= Task instructions =
Print the lines in the listing below that fall between the line with "negative clicks: (390, 490) (391, 497)" and the line with "611L205 725L479 590L478", those two lines included, exactly as they stand and with nothing else.

= Supplied information =
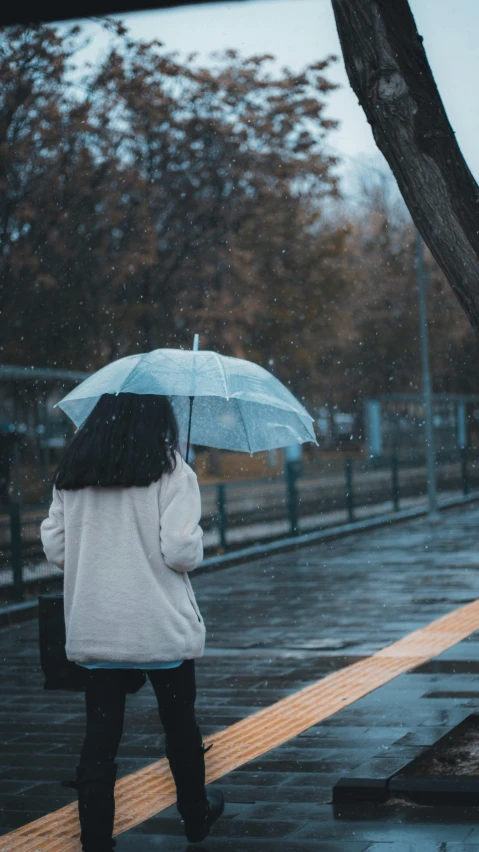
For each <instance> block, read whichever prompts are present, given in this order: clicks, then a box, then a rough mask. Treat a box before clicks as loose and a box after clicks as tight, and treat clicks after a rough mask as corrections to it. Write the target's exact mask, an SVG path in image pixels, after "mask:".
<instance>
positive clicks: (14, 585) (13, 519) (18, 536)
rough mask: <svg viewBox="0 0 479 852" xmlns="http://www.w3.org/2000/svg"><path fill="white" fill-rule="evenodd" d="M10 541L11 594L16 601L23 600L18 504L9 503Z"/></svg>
mask: <svg viewBox="0 0 479 852" xmlns="http://www.w3.org/2000/svg"><path fill="white" fill-rule="evenodd" d="M8 509H9V514H10V542H11V548H12V571H13V595H14V598H15V600H16V601H19V602H20V601H23V599H24V587H23V571H22V532H21V523H20V505H19V504H18V503H10V504H9V507H8Z"/></svg>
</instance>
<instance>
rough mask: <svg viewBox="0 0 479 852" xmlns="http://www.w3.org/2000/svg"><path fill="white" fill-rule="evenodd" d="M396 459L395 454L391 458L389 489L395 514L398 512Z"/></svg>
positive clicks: (398, 493)
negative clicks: (390, 490) (391, 497)
mask: <svg viewBox="0 0 479 852" xmlns="http://www.w3.org/2000/svg"><path fill="white" fill-rule="evenodd" d="M398 467H399V465H398V457H397V455H396V454H395V453H393V455H392V456H391V488H392V501H393V508H394V511H395V512H399V475H398Z"/></svg>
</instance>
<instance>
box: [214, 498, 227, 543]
mask: <svg viewBox="0 0 479 852" xmlns="http://www.w3.org/2000/svg"><path fill="white" fill-rule="evenodd" d="M216 506H217V509H218V532H219V534H220V546H221V549H222V550H226V547H227V544H226V529H227V518H226V488H225V485H224V483H223V482H219V483H218V489H217V494H216Z"/></svg>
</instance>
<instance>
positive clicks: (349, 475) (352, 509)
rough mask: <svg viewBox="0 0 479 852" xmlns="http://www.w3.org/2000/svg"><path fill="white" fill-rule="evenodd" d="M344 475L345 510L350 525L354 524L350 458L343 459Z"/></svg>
mask: <svg viewBox="0 0 479 852" xmlns="http://www.w3.org/2000/svg"><path fill="white" fill-rule="evenodd" d="M344 473H345V477H346V509H347V512H348V521H349V523H350V524H352V523H353V522H354V495H353V463H352V460H351V459H350V458H347V459H345V462H344Z"/></svg>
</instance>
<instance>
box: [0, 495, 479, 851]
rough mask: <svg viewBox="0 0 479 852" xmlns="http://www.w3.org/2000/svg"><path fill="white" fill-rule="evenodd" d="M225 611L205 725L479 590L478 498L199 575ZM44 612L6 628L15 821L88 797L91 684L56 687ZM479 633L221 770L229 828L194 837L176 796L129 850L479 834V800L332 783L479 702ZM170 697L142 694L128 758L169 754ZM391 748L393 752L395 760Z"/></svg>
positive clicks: (10, 752) (124, 761) (215, 636)
mask: <svg viewBox="0 0 479 852" xmlns="http://www.w3.org/2000/svg"><path fill="white" fill-rule="evenodd" d="M193 582H194V586H195V591H196V594H197V597H198V600H199V603H200V606H201V609H202V612H203V615H204V618H205V622H206V624H207V627H208V642H207V651H206V654H205V657H204V659H203V660H202V661H201V662H200V663H199V664H198V667H197V680H198V703H197V707H198V719H199V722H200V725H201V727H202V730H203V733H204V734H205V735H206V734H211V733H214V732H215V731H218V730H219V729H220V728H223V727H226V726H229V725H231V724H233V723H234V722H236V721H239V720H240V719H242V718H244V717H245V716H247V715H249V714H251V713H253V712H255V710H257V709H258V708H260V707H266V706H269V705H271V704H273V703H274V702H276V701H278V700H279V699H280V698H283V697H284V696H286V695H289V694H290V693H292V692H295V691H297V690H299V689H301V688H302V687H303V686H306V685H308V684H310V683H312V682H313V681H316V680H318V679H320V678H322V677H324V676H325V675H326V674H329V673H331V672H332V671H335V670H337V669H338V668H341V667H343V666H345V665H348V664H349V663H352V662H355V661H356V660H358V659H360V658H362V657H363V656H368V655H370V654H371V653H374V652H375V651H377V650H378V649H379V648H381V647H383V646H384V645H387V644H390V643H391V642H394V641H395V640H397V639H399V638H400V637H402V636H404V635H405V634H407V633H410V632H411V631H413V630H415V629H416V628H418V627H422V626H425V625H426V624H428V623H429V622H431V621H432V620H433V619H435V618H437V617H439V616H441V615H443V614H444V613H446V612H450V611H451V610H453V609H455V608H457V607H459V606H461V605H462V604H464V603H466V602H468V601H470V600H473V599H475V598H476V597H478V596H479V507H478V506H476V505H475V504H472V505H471V506H468V507H466V508H465V507H462V508H461V509H454V510H450V511H448V512H445V513H443V515H442V516H441V520H440V523H439V524H438V525H430V524H429V523H428V522H427V521H426V520H424V519H418V520H414V521H409V522H407V523H404V524H400V525H395V526H393V527H391V528H383V529H379V530H375V531H373V532H368V533H363V534H357V535H354V536H350V537H348V538H344V539H340V540H336V541H334V542H328V543H324V544H320V545H315V546H314V547H310V548H303V549H301V550H298V551H297V552H294V553H287V554H282V555H277V556H274V557H268V559H267V560H264V561H258V562H254V563H248V564H245V565H241V566H240V567H235V568H230V569H226V570H222V571H220V572H217V573H215V574H209V575H202V576H199V577H198V578H197V579H196V580H193ZM36 636H37V624H36V622H29V623H24V624H19V625H15V626H13V627H10V628H6V629H4V630H2V631H1V632H0V657H1V667H2V702H1V706H0V752H1V770H0V811H1V828H0V830H1V832H2V833H6V832H8V831H9V830H12V829H14V828H16V827H18V826H20V825H23V824H25V823H26V822H29V821H31V820H33V819H36V818H37V817H39V816H42V815H43V814H45V813H48V812H51V811H53V810H54V809H56V808H58V807H61V806H62V805H64V804H67V803H68V802H70V801H73V800H74V795H73V793H72V791H71V790H67V789H64V788H62V787H61V786H60V783H59V782H60V780H61V779H62V778H69V777H71V775H72V769H73V768H74V766H75V765H76V762H77V756H78V752H79V749H80V745H81V741H82V736H83V730H84V716H83V696H82V695H81V694H75V693H60V692H45V691H44V690H43V688H42V687H43V681H42V676H41V672H40V670H39V665H38V649H37V642H36ZM478 674H479V634H474V635H473V636H472V637H469V639H467V640H465V641H464V642H461V643H459V644H458V645H456V646H454V647H453V648H451V649H449V650H448V651H446V652H445V653H443V654H441V655H440V656H439V657H437V658H435V659H434V660H432V661H431V662H429V663H426V664H425V665H423V666H421V667H419V668H418V669H416V670H415V671H414V672H411V673H408V674H405V675H401V676H400V677H398V678H396V679H394V680H392V681H391V682H390V683H388V684H386V685H385V686H383V687H381V688H380V689H378V690H376V691H374V692H372V693H371V694H369V695H367V696H365V697H364V698H362V699H361V700H360V701H357V702H356V703H354V704H352V705H351V706H349V707H347V708H346V709H344V710H342V711H341V712H340V713H338V714H336V715H335V716H333V717H331V718H329V719H326V720H325V721H324V722H322V723H321V724H319V725H317V726H314V727H312V728H310V729H309V730H307V731H306V732H305V733H303V734H301V735H300V736H298V737H296V738H294V739H293V740H290V741H288V742H287V743H285V744H283V745H281V746H279V747H278V748H276V749H274V750H272V751H271V752H268V753H267V754H266V755H263V756H262V757H260V758H258V759H256V760H254V761H251V762H250V763H247V764H245V765H244V766H242V767H240V768H239V769H236V770H235V771H234V772H232V773H230V774H229V775H227V776H225V777H224V778H222V779H221V781H219V782H215V783H216V784H218V786H221V787H222V789H223V790H224V792H225V795H226V798H227V802H228V803H227V807H226V811H225V815H224V817H223V818H222V819H221V821H220V822H219V823H218V824H217V826H216V827H215V831H214V835H212V836H211V838H209V839H208V840H207V841H205V842H204V843H203V844H201V845H197V846H195V847H193V846H192V847H187V844H186V842H185V840H184V838H183V837H182V834H181V828H180V825H179V821H178V817H177V815H176V812H175V809H174V808H170V809H169V810H167V811H164V812H162V813H160V814H159V815H158V816H156V817H154V818H153V819H149V820H147V821H146V822H144V823H142V824H141V825H139V826H138V827H136V828H135V829H132V830H131V831H129V832H127V833H126V834H124V835H121V836H120V837H118V839H117V852H142V850H145V852H149V850H168V852H176V850H185V849H186V848H190V849H193V848H198V849H203V850H211V852H213V850H222V852H223V851H224V852H239V850H241V852H248V850H252V852H253V850H254V852H270V850H271V852H272V850H275V852H296V850H318V852H321V850H327V852H339V850H341V852H362V850H366V849H367V850H372V852H386V850H391V852H405V850H414V852H419V850H421V852H422V850H424V852H430V850H435V852H447V850H462V849H464V850H465V851H466V850H469V852H472V850H478V852H479V810H478V809H475V808H468V809H464V808H444V807H442V808H433V807H419V806H410V805H409V806H408V805H405V804H403V803H394V802H393V803H390V804H385V805H374V804H361V805H360V806H359V807H358V806H357V805H355V806H353V805H344V806H343V805H341V806H336V807H335V808H334V809H333V806H332V804H331V800H332V787H333V785H334V783H335V782H336V781H337V780H338V779H339V778H341V777H343V776H345V775H351V774H352V773H354V772H356V771H358V769H360V768H364V767H365V766H368V767H369V769H370V770H371V771H376V772H380V771H383V769H384V766H387V765H389V764H390V763H391V761H398V760H399V761H401V760H404V761H405V760H409V759H412V758H413V757H415V756H416V755H417V754H419V753H420V751H421V749H422V748H424V747H426V746H428V745H430V744H432V742H434V741H435V740H436V739H437V738H438V737H439V736H441V735H442V734H444V733H445V732H446V731H447V730H448V728H449V727H450V726H451V725H453V724H456V723H458V722H460V721H461V719H463V718H465V716H467V715H469V714H470V713H472V712H473V711H474V710H478V709H479V681H478V679H477V675H478ZM162 740H163V738H162V734H161V731H160V728H159V723H158V720H157V711H156V709H155V701H154V696H153V693H152V691H151V687H150V686H149V685H148V686H146V687H145V688H144V689H143V690H142V691H141V692H140V693H139V694H138V695H136V696H129V697H128V700H127V714H126V720H125V733H124V737H123V740H122V744H121V747H120V752H119V755H118V763H119V774H120V775H126V774H128V773H130V772H133V771H135V770H136V769H140V768H142V767H144V766H147V765H148V764H149V763H151V762H152V761H154V760H157V759H158V758H160V757H163V756H164V752H163V742H162ZM388 761H389V764H388V763H387V762H388Z"/></svg>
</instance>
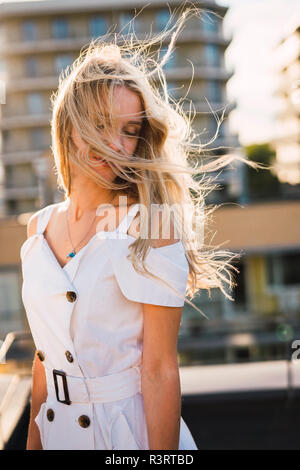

= Answer area =
negative clicks: (390, 490) (391, 497)
mask: <svg viewBox="0 0 479 852" xmlns="http://www.w3.org/2000/svg"><path fill="white" fill-rule="evenodd" d="M398 467H399V465H398V457H397V455H396V454H395V453H393V455H392V456H391V488H392V501H393V508H394V511H395V512H399V475H398Z"/></svg>
</instance>
<instance>
box: [214, 498, 227, 543]
mask: <svg viewBox="0 0 479 852" xmlns="http://www.w3.org/2000/svg"><path fill="white" fill-rule="evenodd" d="M216 506H217V509H218V532H219V534H220V546H221V549H222V550H226V547H227V544H226V529H227V518H226V488H225V485H224V483H223V482H219V483H218V489H217V494H216Z"/></svg>
</instance>
<instance>
positive clicks: (349, 475) (352, 509)
rough mask: <svg viewBox="0 0 479 852" xmlns="http://www.w3.org/2000/svg"><path fill="white" fill-rule="evenodd" d="M344 475L345 510L350 525L354 524L350 458L343 459Z"/></svg>
mask: <svg viewBox="0 0 479 852" xmlns="http://www.w3.org/2000/svg"><path fill="white" fill-rule="evenodd" d="M344 473H345V477H346V509H347V512H348V521H349V523H350V524H352V523H353V522H354V495H353V463H352V460H351V459H350V458H347V459H345V462H344Z"/></svg>
</instance>
<instance>
box: [0, 495, 479, 851]
rough mask: <svg viewBox="0 0 479 852" xmlns="http://www.w3.org/2000/svg"><path fill="white" fill-rule="evenodd" d="M225 611L205 725L479 590L478 498L199 575ZM44 612L6 628L15 821L88 797L91 684L56 687ZM479 633L221 770L229 828L194 837L176 796L129 850L479 834V800L332 783L479 702ZM170 697L142 694L128 758L169 754ZM391 748L393 752L395 760Z"/></svg>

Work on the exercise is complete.